According to the interview excerpt below, why does the speaker consider a focus on research and the academic route alone to be limiting? Explain in one to three sentences.

# start of SOURCE EXCERPT

But I also thought that light was really mysterious. So in my teens, I started to really get interested in light, asking questions like, What is light? Why is it that we can see? What are colors? In university, I did a degree in engineering physics. And there was a course in laser physics. And when I took that course, it was just like magnetic interest. And it continued from there.
Have you also always had an interest in starting a business?
I was always impressed with tech companies that do really groundbreaking research and offer something meaningful to the society. I found that just focusing on the research and the academic route, you miss a lot of things. You miss out on making connections with different fields, even away from science, for example, with business. You’re like a horse wearing a blinder on a race track; you’re limited to a certain field.
“I found that just focusing on the research and the academic route, you miss a lot of things. You miss out on making connections with different fields, even away from science, for example, with business.” —Haider Zia
But there’s so much funding in academic research, and in every introduction of papers, they talk about the applications—how companies and industry could benefit. But then the academics often don’t do anything with that. And then the society has to wait a long time until that research goes into industry. Then patents can’t happen, so companies lose interest.

# end of SOURCE EXCERPT
# start of COLLECTED MATERIAL

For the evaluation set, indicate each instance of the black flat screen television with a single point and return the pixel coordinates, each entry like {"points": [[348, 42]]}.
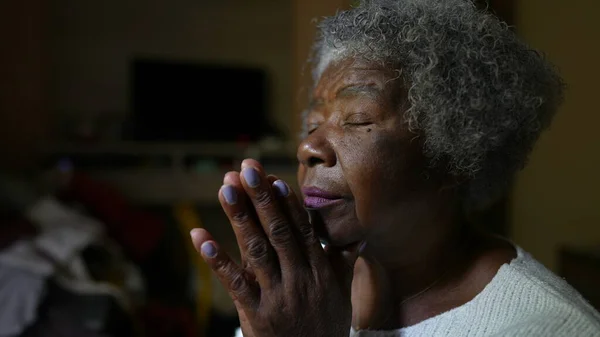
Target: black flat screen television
{"points": [[188, 102]]}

# end of COLLECTED MATERIAL

## WRITTEN ANSWER
The speaker says that following only research and the academic route means missing out on connections with different fields, even ones away from science such as business. The speaker compares this to a horse wearing a blinder on a race track, limited to a certain field.